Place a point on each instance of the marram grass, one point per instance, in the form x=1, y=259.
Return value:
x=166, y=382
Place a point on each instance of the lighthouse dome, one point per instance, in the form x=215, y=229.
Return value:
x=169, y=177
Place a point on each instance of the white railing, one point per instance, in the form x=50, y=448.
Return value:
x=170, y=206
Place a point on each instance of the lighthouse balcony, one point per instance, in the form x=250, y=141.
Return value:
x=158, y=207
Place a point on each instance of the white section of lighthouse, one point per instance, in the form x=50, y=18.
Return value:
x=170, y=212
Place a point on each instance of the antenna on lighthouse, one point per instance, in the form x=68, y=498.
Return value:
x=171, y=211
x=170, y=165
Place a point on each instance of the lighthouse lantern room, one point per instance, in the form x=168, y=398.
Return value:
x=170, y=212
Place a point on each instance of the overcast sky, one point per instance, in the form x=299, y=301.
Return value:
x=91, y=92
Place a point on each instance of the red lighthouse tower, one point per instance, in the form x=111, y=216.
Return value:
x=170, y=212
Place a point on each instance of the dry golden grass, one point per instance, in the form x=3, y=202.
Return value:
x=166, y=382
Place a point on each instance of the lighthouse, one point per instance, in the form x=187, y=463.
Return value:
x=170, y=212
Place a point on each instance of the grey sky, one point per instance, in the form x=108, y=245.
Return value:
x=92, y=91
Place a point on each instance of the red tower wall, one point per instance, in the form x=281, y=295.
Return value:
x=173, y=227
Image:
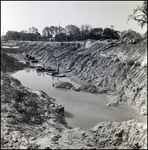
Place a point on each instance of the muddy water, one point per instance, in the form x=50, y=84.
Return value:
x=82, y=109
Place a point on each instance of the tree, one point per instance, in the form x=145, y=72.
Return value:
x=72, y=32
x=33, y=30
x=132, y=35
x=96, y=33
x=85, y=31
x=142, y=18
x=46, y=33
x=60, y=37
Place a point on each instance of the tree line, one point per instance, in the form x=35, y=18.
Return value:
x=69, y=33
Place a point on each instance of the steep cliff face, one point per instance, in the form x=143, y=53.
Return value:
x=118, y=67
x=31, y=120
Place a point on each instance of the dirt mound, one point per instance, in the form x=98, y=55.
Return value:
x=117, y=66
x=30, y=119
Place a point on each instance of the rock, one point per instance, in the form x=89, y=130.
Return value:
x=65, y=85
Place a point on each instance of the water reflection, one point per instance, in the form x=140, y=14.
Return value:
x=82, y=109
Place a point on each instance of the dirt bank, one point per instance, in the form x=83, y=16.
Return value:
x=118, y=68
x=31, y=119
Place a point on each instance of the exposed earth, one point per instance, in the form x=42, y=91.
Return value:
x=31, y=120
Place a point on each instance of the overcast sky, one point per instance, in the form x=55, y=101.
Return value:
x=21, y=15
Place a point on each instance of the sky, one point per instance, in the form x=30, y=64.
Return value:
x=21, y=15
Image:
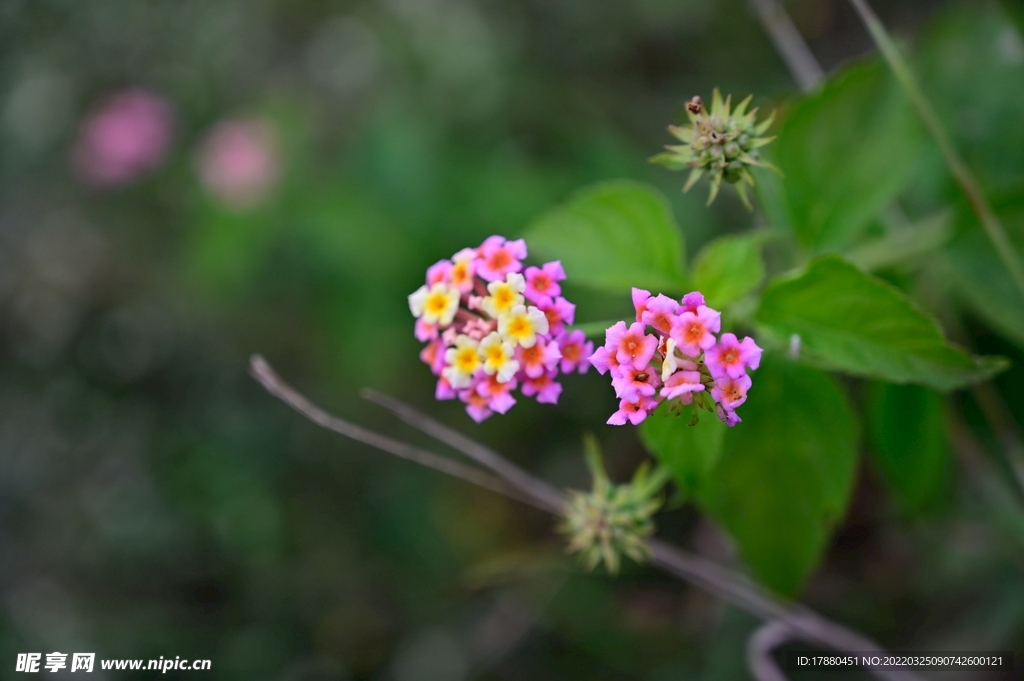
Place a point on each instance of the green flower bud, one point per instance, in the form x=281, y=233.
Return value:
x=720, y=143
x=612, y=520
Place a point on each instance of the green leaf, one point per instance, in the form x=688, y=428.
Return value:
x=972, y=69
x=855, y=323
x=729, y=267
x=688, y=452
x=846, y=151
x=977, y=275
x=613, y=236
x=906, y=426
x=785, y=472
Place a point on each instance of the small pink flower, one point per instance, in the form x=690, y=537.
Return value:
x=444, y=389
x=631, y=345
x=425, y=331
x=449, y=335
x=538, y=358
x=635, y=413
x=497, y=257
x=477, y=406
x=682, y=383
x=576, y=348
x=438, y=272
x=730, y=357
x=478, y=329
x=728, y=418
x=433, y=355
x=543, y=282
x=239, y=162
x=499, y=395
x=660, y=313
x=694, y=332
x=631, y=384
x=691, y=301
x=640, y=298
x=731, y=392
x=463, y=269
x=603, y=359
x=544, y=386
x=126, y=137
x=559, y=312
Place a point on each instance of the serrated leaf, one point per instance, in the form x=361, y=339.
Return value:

__TASK DESCRIPTION__: Could you reproduce all of the data above exactly and skip any image?

__ANSWER SPACE__:
Place a point on each instance of the marram grass, one point per instance, in the form x=1, y=259.
Return value:
x=166, y=382
Place a point on each instance of the lighthouse dome, one point per instance, in the form x=215, y=229.
Return value:
x=169, y=177
Place a point on each instance of the white railing, one point per instance, in the form x=50, y=448.
Return value:
x=170, y=206
Place a point on each instance of the lighthouse balcony, one point per instance, in the form x=250, y=141.
Return value:
x=158, y=207
Place a point on each instance of the white section of lighthouse, one point per instance, in the form x=50, y=18.
Return value:
x=170, y=212
Place a point on each instance of the antenna on lighthouse, one point per instance, in the form x=68, y=498.
Return value:
x=171, y=211
x=170, y=165
Place a point on each instance of the lighthouse lantern room, one point per instance, in the form x=168, y=398.
Return value:
x=170, y=212
Place a point on each instance of the overcast sky, one point per instance, in the form x=299, y=301.
Return value:
x=91, y=92
Place a point on each instance of the red lighthouse tower, one point per instance, in the form x=111, y=216.
Return value:
x=170, y=212
Place a point on each instance of the dry golden grass, one point per instance, in the form x=3, y=202.
Return value:
x=166, y=382
Place a point on each instance of the lighthouse, one point per instance, in the form x=187, y=463.
Return value:
x=170, y=212
Place a point on each instance of the grey sky, one point per instance, in the form x=108, y=245.
Return value:
x=92, y=91
Place a point on each instance of the red tower wall, one point per instance, in the form x=281, y=295.
Return value:
x=173, y=227
Image:
Place a point on each instance of the muddy water, one point per instance, in the form x=50, y=84.
Return value:
x=82, y=109
Place a point on each instance of the tree, one point per instance, in the form x=145, y=72.
Return value:
x=72, y=32
x=33, y=30
x=132, y=35
x=96, y=33
x=85, y=31
x=142, y=18
x=46, y=33
x=60, y=37
Place a point on each instance of the tree line, one point per instance, in the form x=35, y=18.
Return value:
x=69, y=33
Place a point on each instance of the steep cliff face, one point per instance, in the form x=143, y=53.
Return value:
x=118, y=67
x=31, y=120
Place a point on each instance of the dirt mound, one point per instance, in the form x=98, y=55.
Return value:
x=117, y=66
x=30, y=119
Place a point on each instance of the rock, one point per instance, in the form x=89, y=130.
Return value:
x=65, y=85
Place a point on each instance of the water reflection, one point per instance, in the form x=140, y=14.
Return value:
x=82, y=109
Place a point on each instance of the dirt bank, one point per instance, in the form x=83, y=16.
Return value:
x=118, y=68
x=31, y=119
Place a point on each instance of the exposed earth, one point per instance, in the form x=42, y=91.
Return value:
x=31, y=120
Place a point on each instance of the overcast sky, one point per instance, in the form x=55, y=101.
Return value:
x=21, y=15
Place a point on each instance of the sky, one point per instance, in the form x=30, y=64.
Return value:
x=21, y=15
Image:
Place a point on each instance of the green flower bud, one point per instance, in the form x=281, y=233.
Return value:
x=720, y=143
x=612, y=520
Place a point on each instance of the green leaf, one point per instance, in the form x=688, y=428.
Return value:
x=972, y=69
x=855, y=323
x=729, y=267
x=688, y=452
x=846, y=151
x=977, y=275
x=613, y=236
x=906, y=426
x=785, y=472
Place a point on each instance of the small pink flower, one point per instance, in the form x=690, y=537.
Return value:
x=444, y=389
x=631, y=345
x=425, y=331
x=449, y=335
x=538, y=358
x=635, y=413
x=497, y=257
x=477, y=406
x=682, y=383
x=576, y=348
x=438, y=272
x=730, y=357
x=478, y=329
x=728, y=418
x=433, y=355
x=543, y=282
x=239, y=162
x=499, y=395
x=660, y=313
x=694, y=332
x=631, y=384
x=691, y=301
x=640, y=298
x=731, y=392
x=463, y=269
x=603, y=359
x=544, y=386
x=126, y=137
x=559, y=312
Place a point on each instance of the serrated leaf, one point per instance, in the form x=361, y=339.
Return value:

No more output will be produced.